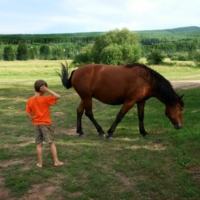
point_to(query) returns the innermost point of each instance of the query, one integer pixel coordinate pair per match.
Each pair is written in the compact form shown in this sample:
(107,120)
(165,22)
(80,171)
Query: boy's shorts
(43,133)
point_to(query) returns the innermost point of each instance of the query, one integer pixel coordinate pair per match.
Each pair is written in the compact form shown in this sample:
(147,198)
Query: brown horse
(128,85)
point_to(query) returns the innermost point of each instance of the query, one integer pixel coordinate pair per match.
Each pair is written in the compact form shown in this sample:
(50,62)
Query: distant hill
(88,37)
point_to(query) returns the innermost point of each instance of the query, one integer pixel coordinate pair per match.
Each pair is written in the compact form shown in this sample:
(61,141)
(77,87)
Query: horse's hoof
(102,136)
(109,139)
(146,136)
(81,136)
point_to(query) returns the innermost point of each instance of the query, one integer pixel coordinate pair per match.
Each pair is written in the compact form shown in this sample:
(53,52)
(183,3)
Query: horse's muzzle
(178,126)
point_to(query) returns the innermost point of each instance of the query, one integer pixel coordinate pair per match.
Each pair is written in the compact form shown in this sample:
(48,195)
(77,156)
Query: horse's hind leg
(140,108)
(80,110)
(89,114)
(125,108)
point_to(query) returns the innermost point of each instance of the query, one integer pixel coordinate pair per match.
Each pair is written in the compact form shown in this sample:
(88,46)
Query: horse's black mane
(161,84)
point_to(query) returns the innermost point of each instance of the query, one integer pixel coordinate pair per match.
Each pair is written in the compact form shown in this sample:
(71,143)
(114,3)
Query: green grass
(164,166)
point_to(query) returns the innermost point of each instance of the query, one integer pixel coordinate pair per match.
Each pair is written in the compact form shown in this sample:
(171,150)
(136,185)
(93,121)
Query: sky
(73,16)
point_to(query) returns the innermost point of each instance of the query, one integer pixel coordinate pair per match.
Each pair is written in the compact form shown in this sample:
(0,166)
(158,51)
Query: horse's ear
(181,96)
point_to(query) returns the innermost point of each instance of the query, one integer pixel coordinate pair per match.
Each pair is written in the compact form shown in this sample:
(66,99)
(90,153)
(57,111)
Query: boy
(38,112)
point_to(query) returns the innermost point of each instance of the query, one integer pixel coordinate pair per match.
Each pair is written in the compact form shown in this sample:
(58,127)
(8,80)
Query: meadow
(165,165)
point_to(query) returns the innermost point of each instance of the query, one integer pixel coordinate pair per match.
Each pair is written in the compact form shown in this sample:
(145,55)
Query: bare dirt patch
(185,84)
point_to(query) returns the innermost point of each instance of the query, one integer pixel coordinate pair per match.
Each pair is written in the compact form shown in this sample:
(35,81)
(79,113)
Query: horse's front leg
(125,108)
(140,108)
(80,110)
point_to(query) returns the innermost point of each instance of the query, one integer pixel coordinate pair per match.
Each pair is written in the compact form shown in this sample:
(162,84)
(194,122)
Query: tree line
(177,44)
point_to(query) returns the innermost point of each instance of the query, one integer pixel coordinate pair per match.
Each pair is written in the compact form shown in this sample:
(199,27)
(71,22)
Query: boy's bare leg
(39,153)
(54,153)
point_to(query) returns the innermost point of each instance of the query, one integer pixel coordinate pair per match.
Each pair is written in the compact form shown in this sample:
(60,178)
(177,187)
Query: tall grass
(164,166)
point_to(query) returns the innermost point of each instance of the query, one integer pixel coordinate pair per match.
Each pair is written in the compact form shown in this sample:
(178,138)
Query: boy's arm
(30,117)
(45,89)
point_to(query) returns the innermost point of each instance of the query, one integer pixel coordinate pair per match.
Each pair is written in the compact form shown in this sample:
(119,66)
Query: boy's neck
(38,94)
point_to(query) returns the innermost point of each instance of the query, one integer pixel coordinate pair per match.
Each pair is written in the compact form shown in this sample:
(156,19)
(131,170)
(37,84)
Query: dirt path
(185,84)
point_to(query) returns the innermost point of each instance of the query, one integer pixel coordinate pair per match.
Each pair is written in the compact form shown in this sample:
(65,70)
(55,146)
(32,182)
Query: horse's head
(174,113)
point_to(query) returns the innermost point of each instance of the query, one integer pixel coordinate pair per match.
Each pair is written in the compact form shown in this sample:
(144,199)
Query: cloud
(49,16)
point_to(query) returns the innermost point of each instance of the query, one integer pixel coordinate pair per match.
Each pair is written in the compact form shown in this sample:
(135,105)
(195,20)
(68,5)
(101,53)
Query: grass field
(164,166)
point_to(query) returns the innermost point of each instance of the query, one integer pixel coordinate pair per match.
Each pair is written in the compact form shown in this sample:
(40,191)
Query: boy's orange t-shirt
(40,107)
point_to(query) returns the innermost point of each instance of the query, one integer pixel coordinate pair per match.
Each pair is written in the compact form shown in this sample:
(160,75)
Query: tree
(126,44)
(197,58)
(155,57)
(8,53)
(45,52)
(57,53)
(22,52)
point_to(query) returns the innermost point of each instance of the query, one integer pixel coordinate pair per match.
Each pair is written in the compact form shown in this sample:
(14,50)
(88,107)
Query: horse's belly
(109,99)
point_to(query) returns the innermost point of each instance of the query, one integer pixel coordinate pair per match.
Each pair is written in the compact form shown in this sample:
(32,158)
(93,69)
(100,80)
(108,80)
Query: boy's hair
(38,84)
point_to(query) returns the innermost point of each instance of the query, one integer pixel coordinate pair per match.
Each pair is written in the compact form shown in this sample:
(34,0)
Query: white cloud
(49,16)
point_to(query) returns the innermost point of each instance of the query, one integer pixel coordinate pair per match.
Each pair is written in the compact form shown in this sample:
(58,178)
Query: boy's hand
(43,88)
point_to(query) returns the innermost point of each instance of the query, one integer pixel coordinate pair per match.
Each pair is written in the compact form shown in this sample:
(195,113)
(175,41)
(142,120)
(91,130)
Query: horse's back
(109,84)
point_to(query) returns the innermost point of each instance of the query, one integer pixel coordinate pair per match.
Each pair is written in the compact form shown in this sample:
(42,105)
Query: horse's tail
(64,76)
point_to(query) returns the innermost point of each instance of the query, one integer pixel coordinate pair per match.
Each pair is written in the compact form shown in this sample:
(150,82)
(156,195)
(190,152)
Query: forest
(177,44)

PROBLEM DETAILS
How many lines of the records above contain the string "horse" with case taken into account? Reply with the number alone.

EXERCISE RESULT
11